• Exercise prompt: Please output the rows below as a JSON list of strings with one string per line, skipping blank lines and leaving out the pictures.

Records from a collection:
########################################
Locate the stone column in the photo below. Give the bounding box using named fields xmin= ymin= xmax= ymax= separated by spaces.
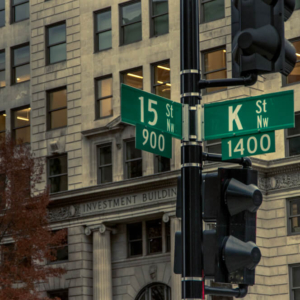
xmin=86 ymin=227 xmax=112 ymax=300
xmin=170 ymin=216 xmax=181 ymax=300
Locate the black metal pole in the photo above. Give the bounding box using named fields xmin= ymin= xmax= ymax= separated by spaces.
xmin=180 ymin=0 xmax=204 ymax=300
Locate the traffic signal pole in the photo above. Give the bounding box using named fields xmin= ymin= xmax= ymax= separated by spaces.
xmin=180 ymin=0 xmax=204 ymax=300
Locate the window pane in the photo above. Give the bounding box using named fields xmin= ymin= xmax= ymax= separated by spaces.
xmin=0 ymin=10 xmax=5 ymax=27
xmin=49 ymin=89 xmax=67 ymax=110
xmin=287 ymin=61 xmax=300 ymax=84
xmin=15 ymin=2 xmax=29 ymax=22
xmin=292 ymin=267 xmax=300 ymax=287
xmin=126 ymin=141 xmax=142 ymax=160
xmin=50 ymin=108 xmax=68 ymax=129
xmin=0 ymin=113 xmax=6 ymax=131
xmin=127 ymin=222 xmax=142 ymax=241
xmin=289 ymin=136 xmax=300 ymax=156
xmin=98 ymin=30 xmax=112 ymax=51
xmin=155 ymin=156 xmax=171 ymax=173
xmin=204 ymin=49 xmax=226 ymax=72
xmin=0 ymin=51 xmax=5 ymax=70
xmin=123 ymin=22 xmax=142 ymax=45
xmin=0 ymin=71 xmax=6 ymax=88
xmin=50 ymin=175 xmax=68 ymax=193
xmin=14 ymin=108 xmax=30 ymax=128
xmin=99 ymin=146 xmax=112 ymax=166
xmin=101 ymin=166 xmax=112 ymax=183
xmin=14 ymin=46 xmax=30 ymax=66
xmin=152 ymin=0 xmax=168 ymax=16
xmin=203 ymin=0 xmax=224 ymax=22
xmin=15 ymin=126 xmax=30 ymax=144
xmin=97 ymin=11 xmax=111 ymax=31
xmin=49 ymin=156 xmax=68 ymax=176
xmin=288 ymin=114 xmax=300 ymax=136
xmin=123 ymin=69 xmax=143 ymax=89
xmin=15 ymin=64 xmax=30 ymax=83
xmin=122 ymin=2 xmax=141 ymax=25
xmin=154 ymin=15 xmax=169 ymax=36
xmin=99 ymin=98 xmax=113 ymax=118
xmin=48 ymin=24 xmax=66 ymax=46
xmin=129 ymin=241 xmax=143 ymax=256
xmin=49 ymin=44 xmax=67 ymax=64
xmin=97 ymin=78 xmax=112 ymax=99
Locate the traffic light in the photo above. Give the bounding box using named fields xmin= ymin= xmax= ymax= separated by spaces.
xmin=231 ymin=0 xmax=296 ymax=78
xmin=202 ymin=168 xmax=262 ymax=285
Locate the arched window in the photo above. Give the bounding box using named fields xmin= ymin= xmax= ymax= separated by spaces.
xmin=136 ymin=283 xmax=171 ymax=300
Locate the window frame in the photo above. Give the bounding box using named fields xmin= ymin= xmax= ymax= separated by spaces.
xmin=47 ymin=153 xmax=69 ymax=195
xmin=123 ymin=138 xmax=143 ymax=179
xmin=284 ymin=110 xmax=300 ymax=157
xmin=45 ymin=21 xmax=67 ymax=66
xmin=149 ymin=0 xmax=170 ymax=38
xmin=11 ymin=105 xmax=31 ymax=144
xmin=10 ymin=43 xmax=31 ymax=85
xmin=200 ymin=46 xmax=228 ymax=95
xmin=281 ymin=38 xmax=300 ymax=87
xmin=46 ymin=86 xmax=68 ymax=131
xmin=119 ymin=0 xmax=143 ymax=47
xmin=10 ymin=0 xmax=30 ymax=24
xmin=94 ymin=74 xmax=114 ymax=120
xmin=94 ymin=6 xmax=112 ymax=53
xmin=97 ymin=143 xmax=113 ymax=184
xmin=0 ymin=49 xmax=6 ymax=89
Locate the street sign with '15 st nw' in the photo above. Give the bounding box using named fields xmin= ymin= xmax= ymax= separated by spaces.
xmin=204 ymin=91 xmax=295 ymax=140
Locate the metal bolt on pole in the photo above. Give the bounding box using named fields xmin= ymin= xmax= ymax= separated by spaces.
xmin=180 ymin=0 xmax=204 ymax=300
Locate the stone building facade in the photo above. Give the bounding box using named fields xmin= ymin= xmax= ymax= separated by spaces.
########################################
• Expected answer:
[
  "Locate the stone column in the photo below. Give the bounding box using named fields xmin= ymin= xmax= ymax= separated by spaces.",
  "xmin=86 ymin=227 xmax=112 ymax=300",
  "xmin=170 ymin=216 xmax=181 ymax=300",
  "Locate the black metal pole in the photo above. Give the bounding box using named fields xmin= ymin= xmax= ymax= separated by spaces.",
  "xmin=180 ymin=0 xmax=204 ymax=300",
  "Locate the traffic signal pole in the photo above. Give the bounding box using named fields xmin= ymin= xmax= ymax= separated by spaces.",
  "xmin=180 ymin=0 xmax=204 ymax=300",
  "Locate the window pane in the photo above. Give the bounding box using named fields xmin= ymin= xmax= ymax= separated by spaces.",
  "xmin=0 ymin=10 xmax=5 ymax=27",
  "xmin=49 ymin=89 xmax=67 ymax=110",
  "xmin=287 ymin=61 xmax=300 ymax=84",
  "xmin=15 ymin=2 xmax=29 ymax=22",
  "xmin=292 ymin=267 xmax=300 ymax=287",
  "xmin=126 ymin=141 xmax=142 ymax=160",
  "xmin=50 ymin=108 xmax=68 ymax=129",
  "xmin=0 ymin=113 xmax=6 ymax=131",
  "xmin=127 ymin=222 xmax=142 ymax=241",
  "xmin=289 ymin=136 xmax=300 ymax=156",
  "xmin=98 ymin=30 xmax=112 ymax=51",
  "xmin=155 ymin=156 xmax=171 ymax=173",
  "xmin=204 ymin=49 xmax=226 ymax=72",
  "xmin=0 ymin=51 xmax=5 ymax=70",
  "xmin=123 ymin=22 xmax=142 ymax=45",
  "xmin=0 ymin=71 xmax=6 ymax=88",
  "xmin=50 ymin=175 xmax=68 ymax=193",
  "xmin=14 ymin=108 xmax=30 ymax=128",
  "xmin=99 ymin=146 xmax=112 ymax=166",
  "xmin=101 ymin=166 xmax=112 ymax=183",
  "xmin=14 ymin=46 xmax=30 ymax=66",
  "xmin=152 ymin=0 xmax=168 ymax=16",
  "xmin=203 ymin=0 xmax=224 ymax=22",
  "xmin=15 ymin=126 xmax=30 ymax=144",
  "xmin=97 ymin=11 xmax=111 ymax=31",
  "xmin=49 ymin=156 xmax=68 ymax=176",
  "xmin=288 ymin=114 xmax=300 ymax=136",
  "xmin=123 ymin=69 xmax=143 ymax=89",
  "xmin=15 ymin=64 xmax=30 ymax=83",
  "xmin=122 ymin=2 xmax=141 ymax=25",
  "xmin=154 ymin=15 xmax=169 ymax=36",
  "xmin=99 ymin=98 xmax=113 ymax=118",
  "xmin=48 ymin=24 xmax=66 ymax=46",
  "xmin=129 ymin=241 xmax=143 ymax=256",
  "xmin=49 ymin=44 xmax=67 ymax=64",
  "xmin=97 ymin=78 xmax=112 ymax=99",
  "Locate the traffic light in the photo above. Give the bounding box using named fields xmin= ymin= xmax= ymax= separated by spaces.",
  "xmin=231 ymin=0 xmax=296 ymax=78",
  "xmin=202 ymin=168 xmax=262 ymax=285",
  "Locate the arched window in the photo above. Give the bounding box using named fields xmin= ymin= xmax= ymax= separated by spaces.",
  "xmin=136 ymin=283 xmax=171 ymax=300",
  "Locate the window frame in the photo above. Give the bounding box using named fields xmin= ymin= xmax= ymax= separated by spaces.",
  "xmin=47 ymin=153 xmax=69 ymax=195",
  "xmin=123 ymin=138 xmax=143 ymax=179",
  "xmin=284 ymin=110 xmax=300 ymax=157",
  "xmin=45 ymin=21 xmax=67 ymax=66",
  "xmin=149 ymin=0 xmax=170 ymax=38",
  "xmin=11 ymin=105 xmax=31 ymax=144",
  "xmin=10 ymin=43 xmax=31 ymax=85",
  "xmin=200 ymin=46 xmax=228 ymax=95",
  "xmin=281 ymin=38 xmax=300 ymax=87",
  "xmin=46 ymin=86 xmax=68 ymax=131",
  "xmin=119 ymin=0 xmax=143 ymax=47",
  "xmin=10 ymin=0 xmax=30 ymax=24",
  "xmin=94 ymin=74 xmax=114 ymax=120",
  "xmin=94 ymin=6 xmax=112 ymax=53",
  "xmin=97 ymin=143 xmax=113 ymax=184",
  "xmin=0 ymin=49 xmax=6 ymax=89",
  "Locate the street sign with '15 st nw' in the photo above. Give the bounding box using named fields xmin= ymin= xmax= ymax= separated by spaces.",
  "xmin=204 ymin=91 xmax=295 ymax=140",
  "Locate the metal bolt on pole in the photo above. Give the bounding box using named fields xmin= ymin= xmax= ymax= separated by spaces.",
  "xmin=180 ymin=0 xmax=204 ymax=300",
  "Locate the stone building facade in the photo above. Give the bounding box using named fields xmin= ymin= xmax= ymax= separated by spaces."
]